Stated exercise 1
Reproduce the stretch of the text on Lambert's transfer talks from "Asked whether he" through "that's the realism.".
Stated exercise 2
For each statement, say yes or no as to whether the text on Lambert's transfer talks supports it, and quote the words that decide it: (a) The current campaign ends with an away match at Coventry City. (b) Lambert says he is not an expert on finances. (c) Asked whether he wanted his fair share, Lambert said he did not.

Provided text
The City boss will holds talks with the club's top brass after the dust has settled on the current campaign – which ends at home to Coventry City this lunchtime – to determine what goes into the transfer kitty.

'I have just got to hope the club backs me in what I want,' said Lambert yesterday as he prepared for what is guaranteed to be a massive Carrow Road promotion party. 'I will have discussions with them and it is up to them. I have to hope they back me.

'Players wise I roughly know what we will try and do and I just hope the club back me.

'The money they will get will wipe out everything, I am pretty sure it will. I am not an expert on finances, I am no Carol Vorderman on Countdown, but I know how to add one and one.'

Asked whether he wanted his fair share, Lambert replied: 'Damned right I do.'

'The finances of the Premier League and what's happening is huge, in monetary terms no doubt it saved the club, that revenue,' he said. 'There is no doubt it probably saved it from when we come in when it was just about to go into administration. Now all of a sudden it has saved it, or the players did allied with the ones from last year. The crowd still bought into it.

'That is why the crowd should never be underestimated here, because when you get that size of crowd and they are coming in week in, week out they need a team to bounce off it and those two are the ones who have actually done it, because of what's happened.

'That is the realism of the whole thing. If you sit back and take stock of it that's the realism.

Dataset section

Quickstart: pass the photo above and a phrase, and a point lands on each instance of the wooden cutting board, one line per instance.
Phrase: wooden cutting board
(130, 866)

Full answer 1
Asked whether he wanted his fair share, Lambert replied: 'Damned right I do.'

'The finances of the Premier League and what's happening is huge, in monetary terms no doubt it saved the club, that revenue,' he said. 'There is no doubt it probably saved it from when we come in when it was just about to go into administration. Now all of a sudden it has saved it, or the players did allied with the ones from last year. The crowd still bought into it.

'That is why the crowd should never be underestimated here, because when you get that size of crowd and they are coming in week in, week out they need a team to bounce off it and those two are the ones who have actually done it, because of what's happened.

'That is the realism of the whole thing. If you sit back and take stock of it that's the realism.

Full answer 2
(a) No: "which ends at home to Coventry City this lunchtime"
(b) Yes: "I am not an expert on finances"
(c) No: "Damned right I do."